#### DOCUMENT EXTRACT
[Begin]

American Council of Learned Societies
Occasional Paper No. 41


Computing and the Humanities:
Summary of a Roundtable Meeting




Appendix D.

METHODOLOGIES FOR COMPUTING
AND THE HUMANITIES
Michael Joyce, Vassar College


John Unsworth of the Institute for Advanced Technologies in the Humanities has posted on the Web a wonderful talk about methodologies in the humanities, "Not Your Average Fool: The Humanist on the Internet." In many ways—and unlike John— I am your average fool, and so may seem the least likely person to perform this morning's task. Among humanists, I am considered to be more an artist, a writer, than a humanist. (This distinction may strike computer scientists as curious.) Among writers, as a hypertext novelist, I am considered a technologist. Among technologists, as the developer of a microcomputer hypertext system and structure editor, I am considered hopeless.

My state is interstitial, betwixt rather than between. And in that state I am neither truly hopeless (in fact, I am full of hope); nor, as you might expect, am I truly the least likely person to perform this task.

In the special anniversary issue of Communications of the ACM [February 1997], William Wulf draws upon Asian art to urge us to undertake an interstitial dialogue of exactly the sort we contemplate today. "As in oriental art and gardens," Wulf says, "a full appreciation requires a look at these spaces to discover the relationships." Wulf offers as examples the work of IATH scholars like Jerry McGann and Ed Ayers. It is both inevitable and important that we hear today about the methodologies of hypertextual historiographers like Ed, textual theorists like Jerry and my Vassar colleague Nancy Ide, and Willard McCarty. We will need to consider specific instances of scholarly work with data sets and data bases, text encoding and texts, image annotation and recognition, electronic publication and communication, global information systems, synchronous and asynchronous virtual communities, search engines and software agents, immersive computer environments and simulations, and the several other areas of humanities computing which are represented here today and whose methodologies I would not presume to characterize in detail.

[End]

#### JOBS
1. List the scholars whose methodologies the roundtable talk says it is important to hear about today.
2. In the roundtable talk, which publication printed William Wulf's remarks drawing on Asian art?
3. Carry the roundtable talk on humanities computing forward from the point where it stops.
The material that follows comes from a separate source and is not part of the roundtable talk.

#### DATASET CONTENT
[Begin]

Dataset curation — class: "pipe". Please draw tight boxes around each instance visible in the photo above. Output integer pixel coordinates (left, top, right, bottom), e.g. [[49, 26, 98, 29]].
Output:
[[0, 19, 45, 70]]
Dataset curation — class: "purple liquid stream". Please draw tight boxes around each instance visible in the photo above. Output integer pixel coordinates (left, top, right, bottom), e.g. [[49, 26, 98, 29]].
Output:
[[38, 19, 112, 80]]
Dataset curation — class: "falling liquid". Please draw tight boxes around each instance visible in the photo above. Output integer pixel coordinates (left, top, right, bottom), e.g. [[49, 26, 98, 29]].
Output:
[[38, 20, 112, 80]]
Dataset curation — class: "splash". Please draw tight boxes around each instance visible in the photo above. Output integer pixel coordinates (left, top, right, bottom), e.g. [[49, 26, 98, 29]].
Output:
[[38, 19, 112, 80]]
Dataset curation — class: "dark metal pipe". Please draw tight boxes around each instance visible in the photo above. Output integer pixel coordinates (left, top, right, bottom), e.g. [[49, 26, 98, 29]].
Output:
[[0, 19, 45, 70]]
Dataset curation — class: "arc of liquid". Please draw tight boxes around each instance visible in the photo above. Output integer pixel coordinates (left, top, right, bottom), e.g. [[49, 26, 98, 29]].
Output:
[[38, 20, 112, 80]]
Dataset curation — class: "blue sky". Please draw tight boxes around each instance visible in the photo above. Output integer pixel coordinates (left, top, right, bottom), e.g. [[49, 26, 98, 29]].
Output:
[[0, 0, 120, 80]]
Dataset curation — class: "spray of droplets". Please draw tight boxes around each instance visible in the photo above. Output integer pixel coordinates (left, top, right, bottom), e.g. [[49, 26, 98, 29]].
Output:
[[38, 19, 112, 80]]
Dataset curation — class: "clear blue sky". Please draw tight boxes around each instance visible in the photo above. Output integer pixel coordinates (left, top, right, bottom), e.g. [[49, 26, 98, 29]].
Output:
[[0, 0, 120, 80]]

[End]

#### RESPONSES TO THE EXERCISE
1. Ed Ayers, Jerry McGann, Nancy Ide, and Willard McCarty.

2. The special anniversary issue of Communications of the ACM, February 1997.

3.
Instead, I wish to touch on broad methodological perspectives and interstitial relationships. The American poet Charles Olson defines methodology as "how to use yourself and on what." I want to talk about the uses to which we humanists put ourselves in computing environments, and what spaces we inhabit and increasingly create. Humanists create potentiated spaces in computer environments. By "potentiated spaces" I mean the kinds of morphogenetic computational objects that H. Van Dyke Parunak sees as a variety of artificial intelligence—where human beings supply the inferences, connections, and natural language processing which computers cannot provide. I want to characterize a few of these methodological spaces or perspectives for you.

The first such space is what we might call aporetic space, the space of doubt, skepticism, and consideration which eventually yields possibility, valorization, persistence, and meaning. In his ACM essay, Wulf says that looking at computational objects rather than spaces "can be distracting and misleading, focusing on the 'now' rather than the 'can be.'" While humanists might agree with him about the distraction, I hope that in the spirit of today's dialogue I can suggest a potentiated space of difference. For a humanist might amend Wulf's comment to say that we must focus on both the "can be" and the "continues."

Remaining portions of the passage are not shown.